> _Rows of bounding-box annotation data_:

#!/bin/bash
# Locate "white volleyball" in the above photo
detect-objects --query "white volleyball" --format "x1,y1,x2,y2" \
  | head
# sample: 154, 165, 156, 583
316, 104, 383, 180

> _JOB_: Present the lines above as a JSON list of strings, with one string for each line and any blank lines omitted.

> _EXERCISE OUTPUT_:
[
  "#!/bin/bash",
  "# Locate \"white volleyball\" in the above photo",
  "detect-objects --query \"white volleyball\" --format \"x1,y1,x2,y2\" \\",
  "  | head",
  "# sample: 154, 165, 156, 583",
  "316, 104, 383, 180"
]